### Recorded information

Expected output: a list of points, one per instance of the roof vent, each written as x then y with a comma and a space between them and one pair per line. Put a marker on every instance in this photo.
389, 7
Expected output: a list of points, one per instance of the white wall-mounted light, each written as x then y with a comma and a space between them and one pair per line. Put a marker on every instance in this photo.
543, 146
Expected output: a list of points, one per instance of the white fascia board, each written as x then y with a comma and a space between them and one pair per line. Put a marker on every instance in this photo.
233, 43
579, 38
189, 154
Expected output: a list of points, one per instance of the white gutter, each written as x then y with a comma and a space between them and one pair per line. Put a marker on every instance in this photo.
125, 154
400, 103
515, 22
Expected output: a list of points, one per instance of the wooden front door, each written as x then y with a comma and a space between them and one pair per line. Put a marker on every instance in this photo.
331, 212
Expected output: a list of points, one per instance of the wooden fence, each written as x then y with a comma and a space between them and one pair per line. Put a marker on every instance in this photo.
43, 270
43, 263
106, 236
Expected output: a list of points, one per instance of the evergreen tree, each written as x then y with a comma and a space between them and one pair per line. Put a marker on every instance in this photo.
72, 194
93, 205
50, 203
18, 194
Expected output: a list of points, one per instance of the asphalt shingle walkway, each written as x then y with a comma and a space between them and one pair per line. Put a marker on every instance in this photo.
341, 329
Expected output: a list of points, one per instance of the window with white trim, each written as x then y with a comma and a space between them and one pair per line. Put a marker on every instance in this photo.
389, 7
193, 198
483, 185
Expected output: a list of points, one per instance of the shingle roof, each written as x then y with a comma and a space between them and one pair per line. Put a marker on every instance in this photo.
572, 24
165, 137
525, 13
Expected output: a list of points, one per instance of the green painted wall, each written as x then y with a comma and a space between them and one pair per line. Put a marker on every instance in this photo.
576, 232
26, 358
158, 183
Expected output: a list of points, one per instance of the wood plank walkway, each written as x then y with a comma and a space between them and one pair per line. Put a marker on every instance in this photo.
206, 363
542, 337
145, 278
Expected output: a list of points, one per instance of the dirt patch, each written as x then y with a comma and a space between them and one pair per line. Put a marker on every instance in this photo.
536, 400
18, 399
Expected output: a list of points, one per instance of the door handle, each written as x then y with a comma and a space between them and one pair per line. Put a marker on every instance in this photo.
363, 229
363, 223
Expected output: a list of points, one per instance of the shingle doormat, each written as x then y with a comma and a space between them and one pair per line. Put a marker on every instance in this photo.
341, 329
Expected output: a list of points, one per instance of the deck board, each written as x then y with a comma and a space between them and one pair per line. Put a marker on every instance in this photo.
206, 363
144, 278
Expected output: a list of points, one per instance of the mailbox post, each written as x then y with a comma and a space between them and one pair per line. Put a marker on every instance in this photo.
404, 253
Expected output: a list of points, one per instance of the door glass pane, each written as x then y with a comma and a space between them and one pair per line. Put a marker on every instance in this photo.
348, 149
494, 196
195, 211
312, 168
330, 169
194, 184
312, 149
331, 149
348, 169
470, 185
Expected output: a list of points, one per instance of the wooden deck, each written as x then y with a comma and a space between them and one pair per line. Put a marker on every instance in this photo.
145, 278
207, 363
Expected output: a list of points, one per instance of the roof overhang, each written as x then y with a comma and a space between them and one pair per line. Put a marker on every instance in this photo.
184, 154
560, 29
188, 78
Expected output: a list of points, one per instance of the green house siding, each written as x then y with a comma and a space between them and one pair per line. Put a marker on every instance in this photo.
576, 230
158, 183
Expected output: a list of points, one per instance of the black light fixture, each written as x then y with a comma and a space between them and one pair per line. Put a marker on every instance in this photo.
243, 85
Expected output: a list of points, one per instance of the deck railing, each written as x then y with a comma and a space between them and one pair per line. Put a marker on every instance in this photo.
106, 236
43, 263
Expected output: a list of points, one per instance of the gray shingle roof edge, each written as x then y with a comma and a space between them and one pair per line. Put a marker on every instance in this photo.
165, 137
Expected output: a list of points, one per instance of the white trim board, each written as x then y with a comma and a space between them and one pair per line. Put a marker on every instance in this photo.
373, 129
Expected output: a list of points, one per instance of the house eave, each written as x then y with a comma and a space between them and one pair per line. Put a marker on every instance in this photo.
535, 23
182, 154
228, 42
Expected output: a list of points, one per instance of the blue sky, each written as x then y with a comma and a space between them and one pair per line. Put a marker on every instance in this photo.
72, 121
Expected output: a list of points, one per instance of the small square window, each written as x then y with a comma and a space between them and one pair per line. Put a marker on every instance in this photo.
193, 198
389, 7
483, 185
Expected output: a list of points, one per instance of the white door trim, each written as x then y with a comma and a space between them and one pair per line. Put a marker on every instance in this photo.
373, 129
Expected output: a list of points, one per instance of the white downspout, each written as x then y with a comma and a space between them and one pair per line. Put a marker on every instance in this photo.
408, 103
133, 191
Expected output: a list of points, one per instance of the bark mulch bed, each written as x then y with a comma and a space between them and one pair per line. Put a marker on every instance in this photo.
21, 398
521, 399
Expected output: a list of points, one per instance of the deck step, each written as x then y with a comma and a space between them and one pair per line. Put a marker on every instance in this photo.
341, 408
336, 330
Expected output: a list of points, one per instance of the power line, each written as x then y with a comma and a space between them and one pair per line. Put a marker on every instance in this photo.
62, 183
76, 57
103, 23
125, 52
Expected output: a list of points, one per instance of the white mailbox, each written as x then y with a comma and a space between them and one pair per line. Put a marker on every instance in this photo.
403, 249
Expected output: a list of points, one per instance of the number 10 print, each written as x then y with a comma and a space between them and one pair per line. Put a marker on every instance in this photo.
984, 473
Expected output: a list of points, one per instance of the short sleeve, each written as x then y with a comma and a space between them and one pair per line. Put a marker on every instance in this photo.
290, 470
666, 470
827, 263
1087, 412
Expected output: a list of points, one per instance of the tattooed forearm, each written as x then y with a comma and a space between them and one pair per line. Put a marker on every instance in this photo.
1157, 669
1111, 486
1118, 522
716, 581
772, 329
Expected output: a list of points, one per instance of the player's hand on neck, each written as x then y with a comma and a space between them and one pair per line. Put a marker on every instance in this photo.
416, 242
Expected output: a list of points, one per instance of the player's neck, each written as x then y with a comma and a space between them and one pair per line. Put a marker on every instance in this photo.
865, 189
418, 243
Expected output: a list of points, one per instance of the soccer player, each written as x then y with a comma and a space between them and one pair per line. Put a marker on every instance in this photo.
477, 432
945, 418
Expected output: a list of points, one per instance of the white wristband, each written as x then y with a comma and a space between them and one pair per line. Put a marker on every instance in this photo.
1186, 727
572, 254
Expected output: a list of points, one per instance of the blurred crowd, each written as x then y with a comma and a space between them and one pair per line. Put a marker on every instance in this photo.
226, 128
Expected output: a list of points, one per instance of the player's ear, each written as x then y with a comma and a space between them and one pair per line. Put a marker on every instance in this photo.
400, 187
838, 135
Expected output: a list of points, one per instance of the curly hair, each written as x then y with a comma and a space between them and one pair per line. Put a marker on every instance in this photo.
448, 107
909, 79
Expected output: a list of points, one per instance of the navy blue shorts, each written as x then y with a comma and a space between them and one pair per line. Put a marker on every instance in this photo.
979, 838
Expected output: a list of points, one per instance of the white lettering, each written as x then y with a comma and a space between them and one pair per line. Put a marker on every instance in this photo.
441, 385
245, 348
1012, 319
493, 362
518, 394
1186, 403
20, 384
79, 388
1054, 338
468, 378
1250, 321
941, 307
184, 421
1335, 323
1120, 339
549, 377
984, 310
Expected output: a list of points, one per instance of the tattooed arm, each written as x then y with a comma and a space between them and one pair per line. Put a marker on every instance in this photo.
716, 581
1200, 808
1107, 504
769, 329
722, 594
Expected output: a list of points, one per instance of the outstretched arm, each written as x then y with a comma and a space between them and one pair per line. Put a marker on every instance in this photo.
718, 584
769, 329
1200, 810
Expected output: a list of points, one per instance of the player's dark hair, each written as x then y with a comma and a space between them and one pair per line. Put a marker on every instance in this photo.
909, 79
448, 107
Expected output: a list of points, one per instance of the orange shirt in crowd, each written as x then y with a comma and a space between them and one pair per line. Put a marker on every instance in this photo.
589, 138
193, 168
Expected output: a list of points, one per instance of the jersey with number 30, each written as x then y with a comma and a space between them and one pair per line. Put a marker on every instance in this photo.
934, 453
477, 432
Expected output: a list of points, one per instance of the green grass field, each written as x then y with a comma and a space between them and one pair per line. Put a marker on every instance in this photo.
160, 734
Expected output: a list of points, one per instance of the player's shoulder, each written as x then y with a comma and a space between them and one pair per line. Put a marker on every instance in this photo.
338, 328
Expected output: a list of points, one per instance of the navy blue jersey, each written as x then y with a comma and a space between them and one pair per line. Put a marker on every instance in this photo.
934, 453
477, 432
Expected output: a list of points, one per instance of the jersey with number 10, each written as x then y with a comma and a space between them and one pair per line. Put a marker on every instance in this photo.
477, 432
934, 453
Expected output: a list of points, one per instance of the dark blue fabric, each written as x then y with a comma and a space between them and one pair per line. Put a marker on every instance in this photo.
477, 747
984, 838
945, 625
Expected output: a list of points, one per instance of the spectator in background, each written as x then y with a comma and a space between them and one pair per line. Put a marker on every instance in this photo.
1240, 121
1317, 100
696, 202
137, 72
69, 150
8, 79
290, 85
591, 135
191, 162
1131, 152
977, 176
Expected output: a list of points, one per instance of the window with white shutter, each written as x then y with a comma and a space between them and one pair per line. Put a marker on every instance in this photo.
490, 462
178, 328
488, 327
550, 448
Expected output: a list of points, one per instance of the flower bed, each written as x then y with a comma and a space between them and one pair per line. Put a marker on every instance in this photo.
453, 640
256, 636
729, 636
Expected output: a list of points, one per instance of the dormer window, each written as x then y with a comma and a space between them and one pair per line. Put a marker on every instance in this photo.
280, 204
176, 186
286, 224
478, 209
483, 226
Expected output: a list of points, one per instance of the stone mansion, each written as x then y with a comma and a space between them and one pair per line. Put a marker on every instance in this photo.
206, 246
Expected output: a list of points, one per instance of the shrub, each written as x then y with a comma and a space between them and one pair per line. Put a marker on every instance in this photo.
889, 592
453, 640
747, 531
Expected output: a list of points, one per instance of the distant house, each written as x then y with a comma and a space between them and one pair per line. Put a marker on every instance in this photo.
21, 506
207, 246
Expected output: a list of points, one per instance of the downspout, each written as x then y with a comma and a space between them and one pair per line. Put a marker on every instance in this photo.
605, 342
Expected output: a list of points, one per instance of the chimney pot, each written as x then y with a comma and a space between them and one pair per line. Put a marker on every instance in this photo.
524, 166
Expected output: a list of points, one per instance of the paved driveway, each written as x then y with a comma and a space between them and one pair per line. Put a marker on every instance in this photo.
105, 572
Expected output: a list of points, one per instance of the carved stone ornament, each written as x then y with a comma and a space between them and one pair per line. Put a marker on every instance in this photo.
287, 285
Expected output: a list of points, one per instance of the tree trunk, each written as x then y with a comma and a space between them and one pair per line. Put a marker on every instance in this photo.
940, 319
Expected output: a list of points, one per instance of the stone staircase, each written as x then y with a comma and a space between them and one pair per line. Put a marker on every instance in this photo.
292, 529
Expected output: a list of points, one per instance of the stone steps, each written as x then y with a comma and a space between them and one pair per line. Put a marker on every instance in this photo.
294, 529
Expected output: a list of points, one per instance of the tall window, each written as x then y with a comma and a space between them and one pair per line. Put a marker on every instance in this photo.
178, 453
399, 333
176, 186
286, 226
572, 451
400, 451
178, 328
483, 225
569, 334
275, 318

######

* Your assignment: The lines from the one containing "stone steps, each" through the final line of the listing above are all you should set down, exactly as written.

* Written response:
Expected output: a list of points, one per instance of the stone steps, each written as x then y with a comma and a space between them and one pair per line. Put a marker on every instance in this photo.
294, 529
Expected output: a list of points, one per instance of the tall window, each written as x then y with a comma and a space between them and one pair per line. Put a marker on every instance in this photo.
178, 453
399, 333
176, 186
286, 226
572, 451
400, 451
178, 328
483, 225
569, 334
275, 318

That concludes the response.